DATA TO USE -
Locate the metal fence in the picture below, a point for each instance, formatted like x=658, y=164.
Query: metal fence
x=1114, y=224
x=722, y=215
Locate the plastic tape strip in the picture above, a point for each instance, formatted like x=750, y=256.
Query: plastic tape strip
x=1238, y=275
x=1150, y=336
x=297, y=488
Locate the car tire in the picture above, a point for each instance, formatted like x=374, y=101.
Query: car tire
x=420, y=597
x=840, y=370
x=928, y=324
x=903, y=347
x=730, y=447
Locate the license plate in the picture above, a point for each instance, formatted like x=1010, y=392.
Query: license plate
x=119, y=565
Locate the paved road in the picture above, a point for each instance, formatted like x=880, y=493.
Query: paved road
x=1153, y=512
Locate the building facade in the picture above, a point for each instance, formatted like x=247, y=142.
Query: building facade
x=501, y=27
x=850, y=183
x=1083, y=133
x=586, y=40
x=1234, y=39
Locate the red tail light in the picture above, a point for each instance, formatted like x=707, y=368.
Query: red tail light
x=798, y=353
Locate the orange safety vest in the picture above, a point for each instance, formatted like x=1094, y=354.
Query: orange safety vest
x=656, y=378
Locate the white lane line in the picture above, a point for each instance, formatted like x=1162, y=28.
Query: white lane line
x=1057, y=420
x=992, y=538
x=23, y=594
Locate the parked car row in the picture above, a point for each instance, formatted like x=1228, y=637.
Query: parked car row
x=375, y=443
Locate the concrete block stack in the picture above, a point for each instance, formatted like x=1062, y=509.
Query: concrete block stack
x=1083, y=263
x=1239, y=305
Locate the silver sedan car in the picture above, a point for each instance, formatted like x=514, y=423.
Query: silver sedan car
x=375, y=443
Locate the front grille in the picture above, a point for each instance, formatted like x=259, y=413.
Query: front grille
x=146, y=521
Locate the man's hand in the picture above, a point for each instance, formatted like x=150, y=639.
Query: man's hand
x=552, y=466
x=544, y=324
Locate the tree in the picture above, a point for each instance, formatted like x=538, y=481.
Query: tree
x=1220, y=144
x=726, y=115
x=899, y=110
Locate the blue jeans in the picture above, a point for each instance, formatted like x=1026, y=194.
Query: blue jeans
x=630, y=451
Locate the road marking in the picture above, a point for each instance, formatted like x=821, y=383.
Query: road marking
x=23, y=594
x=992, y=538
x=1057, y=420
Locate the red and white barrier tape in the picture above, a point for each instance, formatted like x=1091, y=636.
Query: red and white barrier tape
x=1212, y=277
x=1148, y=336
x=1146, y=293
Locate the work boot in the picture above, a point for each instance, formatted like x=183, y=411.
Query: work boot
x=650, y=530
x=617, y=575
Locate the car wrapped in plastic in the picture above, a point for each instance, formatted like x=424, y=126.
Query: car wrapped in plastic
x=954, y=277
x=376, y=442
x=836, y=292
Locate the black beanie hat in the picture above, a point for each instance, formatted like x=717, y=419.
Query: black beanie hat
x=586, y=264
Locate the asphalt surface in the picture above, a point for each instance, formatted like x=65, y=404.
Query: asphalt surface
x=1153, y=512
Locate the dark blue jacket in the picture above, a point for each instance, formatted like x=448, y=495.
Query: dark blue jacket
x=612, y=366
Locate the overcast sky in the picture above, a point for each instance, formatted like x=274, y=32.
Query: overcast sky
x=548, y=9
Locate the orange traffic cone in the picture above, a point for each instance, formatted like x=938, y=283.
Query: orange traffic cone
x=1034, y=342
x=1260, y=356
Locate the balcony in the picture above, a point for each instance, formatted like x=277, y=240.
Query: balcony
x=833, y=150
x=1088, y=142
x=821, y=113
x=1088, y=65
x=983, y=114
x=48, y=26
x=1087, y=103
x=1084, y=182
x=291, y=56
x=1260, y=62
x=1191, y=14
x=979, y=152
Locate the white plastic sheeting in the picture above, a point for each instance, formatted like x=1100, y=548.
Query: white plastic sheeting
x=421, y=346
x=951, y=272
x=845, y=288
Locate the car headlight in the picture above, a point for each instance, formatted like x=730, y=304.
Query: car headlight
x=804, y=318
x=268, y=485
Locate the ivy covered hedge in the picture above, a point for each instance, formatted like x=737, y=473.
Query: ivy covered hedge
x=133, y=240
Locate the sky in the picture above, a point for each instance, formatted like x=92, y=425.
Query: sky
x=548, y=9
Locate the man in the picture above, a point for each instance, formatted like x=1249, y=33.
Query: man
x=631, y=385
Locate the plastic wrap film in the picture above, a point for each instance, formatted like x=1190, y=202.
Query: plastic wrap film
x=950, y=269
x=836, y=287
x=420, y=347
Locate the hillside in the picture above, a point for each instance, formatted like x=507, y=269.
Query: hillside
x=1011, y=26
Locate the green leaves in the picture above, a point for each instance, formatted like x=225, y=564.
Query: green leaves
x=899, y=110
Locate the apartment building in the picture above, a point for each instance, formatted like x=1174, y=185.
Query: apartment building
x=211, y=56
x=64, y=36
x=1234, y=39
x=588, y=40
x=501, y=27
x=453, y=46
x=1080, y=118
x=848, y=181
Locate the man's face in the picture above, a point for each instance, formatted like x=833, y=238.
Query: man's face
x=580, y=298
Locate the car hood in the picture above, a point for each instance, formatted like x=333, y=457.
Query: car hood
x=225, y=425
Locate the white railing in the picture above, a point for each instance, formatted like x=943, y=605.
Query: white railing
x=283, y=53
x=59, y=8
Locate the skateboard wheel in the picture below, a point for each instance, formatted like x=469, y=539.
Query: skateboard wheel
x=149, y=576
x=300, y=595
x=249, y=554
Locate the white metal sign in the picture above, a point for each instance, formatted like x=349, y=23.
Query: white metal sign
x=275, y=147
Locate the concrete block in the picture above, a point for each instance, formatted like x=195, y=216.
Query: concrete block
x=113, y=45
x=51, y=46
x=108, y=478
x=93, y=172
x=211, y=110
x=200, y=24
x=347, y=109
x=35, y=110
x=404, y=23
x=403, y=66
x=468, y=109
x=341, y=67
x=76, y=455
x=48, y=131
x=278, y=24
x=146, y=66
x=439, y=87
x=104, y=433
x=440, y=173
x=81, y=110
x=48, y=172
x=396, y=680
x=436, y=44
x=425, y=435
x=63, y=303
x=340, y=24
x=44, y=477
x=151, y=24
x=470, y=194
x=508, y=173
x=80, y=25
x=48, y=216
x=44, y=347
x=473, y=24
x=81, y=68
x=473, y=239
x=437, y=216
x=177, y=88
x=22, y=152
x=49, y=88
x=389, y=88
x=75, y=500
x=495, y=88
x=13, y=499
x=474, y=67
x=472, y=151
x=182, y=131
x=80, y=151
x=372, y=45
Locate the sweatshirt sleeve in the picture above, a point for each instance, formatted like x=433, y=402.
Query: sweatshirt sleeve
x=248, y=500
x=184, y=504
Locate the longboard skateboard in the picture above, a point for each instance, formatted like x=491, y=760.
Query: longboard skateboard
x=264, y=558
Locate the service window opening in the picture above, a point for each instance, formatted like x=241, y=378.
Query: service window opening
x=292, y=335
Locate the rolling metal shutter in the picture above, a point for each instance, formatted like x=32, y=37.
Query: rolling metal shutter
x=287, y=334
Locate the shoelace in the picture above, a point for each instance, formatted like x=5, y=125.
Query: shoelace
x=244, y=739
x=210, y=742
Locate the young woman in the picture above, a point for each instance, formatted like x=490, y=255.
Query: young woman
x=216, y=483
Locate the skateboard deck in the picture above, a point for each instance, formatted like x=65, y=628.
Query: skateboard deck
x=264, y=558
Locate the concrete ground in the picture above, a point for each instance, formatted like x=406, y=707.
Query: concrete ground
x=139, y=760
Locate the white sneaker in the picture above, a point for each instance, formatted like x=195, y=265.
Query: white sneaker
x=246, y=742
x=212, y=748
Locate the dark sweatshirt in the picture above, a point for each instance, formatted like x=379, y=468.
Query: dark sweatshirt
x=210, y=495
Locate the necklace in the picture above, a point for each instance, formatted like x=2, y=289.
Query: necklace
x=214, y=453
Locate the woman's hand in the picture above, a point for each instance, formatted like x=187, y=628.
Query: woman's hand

GOAL OF THE EXERCISE -
Please change "metal fence" to "iron railing" in the lines from the first one through the line containing "x=722, y=215", inclusive. Return only those lines, with nothing else altered.

THE SOLUTION -
Locate the iron railing in the picture below, a point for each instance, formatted like x=658, y=164.
Query: iron railing
x=1114, y=224
x=722, y=215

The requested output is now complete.